# [Stated problem]
Copy the rows below verbatim. Begin with the first row and stop after the line that contains "point(256, 559)", including that line.

# [Data in this exercise]
###

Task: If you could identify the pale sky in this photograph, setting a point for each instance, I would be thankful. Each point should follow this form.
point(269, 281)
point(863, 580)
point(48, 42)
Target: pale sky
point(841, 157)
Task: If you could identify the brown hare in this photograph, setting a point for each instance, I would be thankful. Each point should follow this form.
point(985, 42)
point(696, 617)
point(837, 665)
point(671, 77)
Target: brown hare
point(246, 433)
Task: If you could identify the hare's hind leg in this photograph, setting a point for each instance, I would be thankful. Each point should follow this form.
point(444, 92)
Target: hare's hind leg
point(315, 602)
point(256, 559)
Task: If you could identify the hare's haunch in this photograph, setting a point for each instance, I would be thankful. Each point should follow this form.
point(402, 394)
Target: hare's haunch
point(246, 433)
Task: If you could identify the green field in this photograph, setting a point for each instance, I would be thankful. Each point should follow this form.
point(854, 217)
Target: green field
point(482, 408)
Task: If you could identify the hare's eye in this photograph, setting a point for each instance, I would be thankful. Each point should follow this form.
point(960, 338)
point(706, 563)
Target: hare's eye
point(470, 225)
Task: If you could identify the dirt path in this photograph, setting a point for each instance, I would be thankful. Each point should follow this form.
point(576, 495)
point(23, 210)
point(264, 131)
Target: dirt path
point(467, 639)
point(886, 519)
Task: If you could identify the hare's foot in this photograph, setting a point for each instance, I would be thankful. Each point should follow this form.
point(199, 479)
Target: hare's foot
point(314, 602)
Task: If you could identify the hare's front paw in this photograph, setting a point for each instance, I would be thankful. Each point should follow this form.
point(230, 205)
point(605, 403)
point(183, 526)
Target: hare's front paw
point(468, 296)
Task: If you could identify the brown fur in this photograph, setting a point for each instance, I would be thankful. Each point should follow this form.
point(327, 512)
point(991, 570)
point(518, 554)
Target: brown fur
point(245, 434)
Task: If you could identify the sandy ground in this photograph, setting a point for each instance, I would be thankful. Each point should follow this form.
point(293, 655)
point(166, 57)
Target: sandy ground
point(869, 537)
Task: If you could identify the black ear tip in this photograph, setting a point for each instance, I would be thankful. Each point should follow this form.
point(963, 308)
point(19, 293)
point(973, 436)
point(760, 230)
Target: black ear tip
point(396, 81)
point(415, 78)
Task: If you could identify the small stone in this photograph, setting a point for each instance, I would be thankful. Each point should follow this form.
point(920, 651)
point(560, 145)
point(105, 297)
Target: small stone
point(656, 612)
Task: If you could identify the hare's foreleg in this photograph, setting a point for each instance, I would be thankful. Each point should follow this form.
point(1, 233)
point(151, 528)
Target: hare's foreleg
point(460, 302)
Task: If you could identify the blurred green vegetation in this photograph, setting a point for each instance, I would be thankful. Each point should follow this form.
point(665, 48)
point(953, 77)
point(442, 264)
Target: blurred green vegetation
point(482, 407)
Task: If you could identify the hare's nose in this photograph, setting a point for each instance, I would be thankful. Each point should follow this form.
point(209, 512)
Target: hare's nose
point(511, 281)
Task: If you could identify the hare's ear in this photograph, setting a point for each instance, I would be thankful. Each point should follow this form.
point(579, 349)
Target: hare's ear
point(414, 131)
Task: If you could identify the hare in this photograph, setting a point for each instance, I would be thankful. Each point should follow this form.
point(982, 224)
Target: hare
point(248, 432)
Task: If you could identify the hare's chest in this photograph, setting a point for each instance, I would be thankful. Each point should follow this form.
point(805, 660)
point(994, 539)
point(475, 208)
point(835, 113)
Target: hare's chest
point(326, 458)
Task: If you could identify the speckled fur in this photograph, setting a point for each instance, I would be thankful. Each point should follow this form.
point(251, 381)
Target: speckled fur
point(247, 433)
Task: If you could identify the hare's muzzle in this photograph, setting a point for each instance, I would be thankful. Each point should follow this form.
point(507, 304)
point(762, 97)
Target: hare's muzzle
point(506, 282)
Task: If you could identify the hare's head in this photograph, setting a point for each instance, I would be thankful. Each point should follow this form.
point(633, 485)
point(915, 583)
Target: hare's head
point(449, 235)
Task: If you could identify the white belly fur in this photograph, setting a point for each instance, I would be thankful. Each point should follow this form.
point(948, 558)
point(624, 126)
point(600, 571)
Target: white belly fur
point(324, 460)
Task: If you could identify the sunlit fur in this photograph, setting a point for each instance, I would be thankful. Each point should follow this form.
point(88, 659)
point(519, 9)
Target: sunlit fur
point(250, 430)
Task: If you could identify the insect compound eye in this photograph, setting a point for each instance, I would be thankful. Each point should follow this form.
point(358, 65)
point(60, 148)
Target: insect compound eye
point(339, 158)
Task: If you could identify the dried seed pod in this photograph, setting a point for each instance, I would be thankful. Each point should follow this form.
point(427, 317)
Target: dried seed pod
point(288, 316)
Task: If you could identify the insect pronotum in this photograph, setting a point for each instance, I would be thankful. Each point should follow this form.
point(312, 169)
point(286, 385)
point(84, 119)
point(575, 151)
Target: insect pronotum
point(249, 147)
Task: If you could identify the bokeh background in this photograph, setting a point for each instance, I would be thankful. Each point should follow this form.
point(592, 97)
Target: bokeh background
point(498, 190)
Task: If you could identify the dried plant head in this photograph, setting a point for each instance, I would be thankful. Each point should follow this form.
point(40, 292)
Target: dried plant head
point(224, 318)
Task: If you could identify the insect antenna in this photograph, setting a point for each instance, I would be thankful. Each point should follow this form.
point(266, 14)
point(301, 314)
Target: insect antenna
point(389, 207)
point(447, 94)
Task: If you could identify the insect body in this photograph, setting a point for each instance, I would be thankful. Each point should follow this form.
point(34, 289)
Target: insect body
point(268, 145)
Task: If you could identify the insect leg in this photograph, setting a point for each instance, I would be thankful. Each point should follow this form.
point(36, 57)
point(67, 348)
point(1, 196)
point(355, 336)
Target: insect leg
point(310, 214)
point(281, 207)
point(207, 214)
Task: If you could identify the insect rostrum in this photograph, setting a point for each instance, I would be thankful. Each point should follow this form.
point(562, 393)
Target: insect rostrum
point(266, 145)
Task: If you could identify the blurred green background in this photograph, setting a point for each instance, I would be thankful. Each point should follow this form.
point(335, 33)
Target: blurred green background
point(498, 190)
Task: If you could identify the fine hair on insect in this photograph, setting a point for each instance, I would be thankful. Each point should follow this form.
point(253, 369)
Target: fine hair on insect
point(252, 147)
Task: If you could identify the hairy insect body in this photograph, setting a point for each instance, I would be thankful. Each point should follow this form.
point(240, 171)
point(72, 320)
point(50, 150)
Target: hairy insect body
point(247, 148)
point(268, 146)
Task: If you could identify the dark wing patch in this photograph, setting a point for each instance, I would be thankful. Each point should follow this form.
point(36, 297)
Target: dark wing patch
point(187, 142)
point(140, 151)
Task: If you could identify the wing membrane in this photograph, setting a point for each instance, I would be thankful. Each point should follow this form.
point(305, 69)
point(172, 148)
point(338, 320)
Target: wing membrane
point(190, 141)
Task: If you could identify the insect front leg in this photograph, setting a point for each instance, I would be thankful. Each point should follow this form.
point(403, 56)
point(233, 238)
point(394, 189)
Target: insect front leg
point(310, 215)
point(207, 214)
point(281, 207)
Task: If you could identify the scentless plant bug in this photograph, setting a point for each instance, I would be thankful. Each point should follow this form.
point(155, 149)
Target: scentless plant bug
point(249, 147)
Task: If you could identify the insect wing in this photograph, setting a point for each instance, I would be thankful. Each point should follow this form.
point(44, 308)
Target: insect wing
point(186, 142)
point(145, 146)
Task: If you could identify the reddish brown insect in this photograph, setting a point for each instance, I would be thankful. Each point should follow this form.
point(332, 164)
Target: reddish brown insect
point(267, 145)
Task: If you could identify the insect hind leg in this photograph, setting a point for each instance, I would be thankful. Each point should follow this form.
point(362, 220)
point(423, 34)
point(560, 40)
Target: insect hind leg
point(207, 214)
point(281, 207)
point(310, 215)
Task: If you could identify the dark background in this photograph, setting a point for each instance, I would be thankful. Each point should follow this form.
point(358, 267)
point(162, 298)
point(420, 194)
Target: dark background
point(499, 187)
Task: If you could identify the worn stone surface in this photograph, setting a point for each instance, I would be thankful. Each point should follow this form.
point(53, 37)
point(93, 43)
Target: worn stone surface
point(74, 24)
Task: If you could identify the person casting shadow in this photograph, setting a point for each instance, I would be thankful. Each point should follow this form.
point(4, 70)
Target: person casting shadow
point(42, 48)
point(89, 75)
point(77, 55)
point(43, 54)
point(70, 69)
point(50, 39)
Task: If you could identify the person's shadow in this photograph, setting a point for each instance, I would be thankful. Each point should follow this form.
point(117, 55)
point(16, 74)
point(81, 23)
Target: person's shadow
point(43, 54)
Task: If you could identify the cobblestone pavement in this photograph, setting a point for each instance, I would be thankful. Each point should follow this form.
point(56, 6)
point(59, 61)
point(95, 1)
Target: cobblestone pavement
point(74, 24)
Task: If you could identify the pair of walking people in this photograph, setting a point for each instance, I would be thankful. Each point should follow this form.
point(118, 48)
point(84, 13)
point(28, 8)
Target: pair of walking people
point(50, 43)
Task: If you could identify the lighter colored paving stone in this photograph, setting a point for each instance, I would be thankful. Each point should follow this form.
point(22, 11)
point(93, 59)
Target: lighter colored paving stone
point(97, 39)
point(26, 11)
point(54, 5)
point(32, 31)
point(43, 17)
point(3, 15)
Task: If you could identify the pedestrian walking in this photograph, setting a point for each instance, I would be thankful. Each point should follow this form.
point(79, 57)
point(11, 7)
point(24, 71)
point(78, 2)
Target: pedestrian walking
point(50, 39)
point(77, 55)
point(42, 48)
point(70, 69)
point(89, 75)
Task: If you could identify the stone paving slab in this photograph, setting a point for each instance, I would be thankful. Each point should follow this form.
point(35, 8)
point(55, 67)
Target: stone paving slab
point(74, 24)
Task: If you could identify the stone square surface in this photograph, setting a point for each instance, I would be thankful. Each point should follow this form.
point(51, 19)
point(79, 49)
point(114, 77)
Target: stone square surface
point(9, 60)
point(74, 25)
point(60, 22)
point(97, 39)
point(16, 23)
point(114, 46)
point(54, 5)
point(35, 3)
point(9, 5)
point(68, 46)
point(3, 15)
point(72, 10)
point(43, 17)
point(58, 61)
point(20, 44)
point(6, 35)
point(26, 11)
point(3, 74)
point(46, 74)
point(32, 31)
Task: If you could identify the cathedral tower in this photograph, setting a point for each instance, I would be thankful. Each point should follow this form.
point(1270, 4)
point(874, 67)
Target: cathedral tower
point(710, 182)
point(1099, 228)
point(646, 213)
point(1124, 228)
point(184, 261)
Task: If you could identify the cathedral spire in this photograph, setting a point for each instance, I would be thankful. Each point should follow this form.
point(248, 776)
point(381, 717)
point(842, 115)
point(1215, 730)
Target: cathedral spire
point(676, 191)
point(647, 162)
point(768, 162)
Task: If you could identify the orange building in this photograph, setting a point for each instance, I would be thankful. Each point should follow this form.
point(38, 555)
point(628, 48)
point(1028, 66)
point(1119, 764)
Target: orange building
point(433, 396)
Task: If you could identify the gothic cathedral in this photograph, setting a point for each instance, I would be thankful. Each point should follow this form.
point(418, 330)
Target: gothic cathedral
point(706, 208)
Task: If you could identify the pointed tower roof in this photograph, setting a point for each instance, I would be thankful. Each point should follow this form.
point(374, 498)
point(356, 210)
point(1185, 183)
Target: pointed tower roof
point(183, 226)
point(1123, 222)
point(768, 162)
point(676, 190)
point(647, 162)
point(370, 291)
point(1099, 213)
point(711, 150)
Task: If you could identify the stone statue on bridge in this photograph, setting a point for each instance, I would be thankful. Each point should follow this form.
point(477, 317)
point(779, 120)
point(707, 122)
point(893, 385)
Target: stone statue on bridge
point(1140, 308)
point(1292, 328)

###

# [Exercise output]
Task: If you could identify the pale sky in this photograph, setting a point for each instance, I would be thankful. Each point should follow this form.
point(269, 281)
point(863, 580)
point(48, 42)
Target: pale sky
point(841, 157)
Task: If you could identify the brown hare in this photograph, setting a point for each instance, I would be thankful. Each point should follow this form.
point(985, 42)
point(696, 617)
point(837, 665)
point(671, 77)
Target: brown hare
point(246, 433)
Task: If you could identify the hare's hind leg in this photograph, setting a point for each instance, I would be thankful. Each point should follow this form.
point(444, 92)
Target: hare's hind leg
point(315, 602)
point(256, 559)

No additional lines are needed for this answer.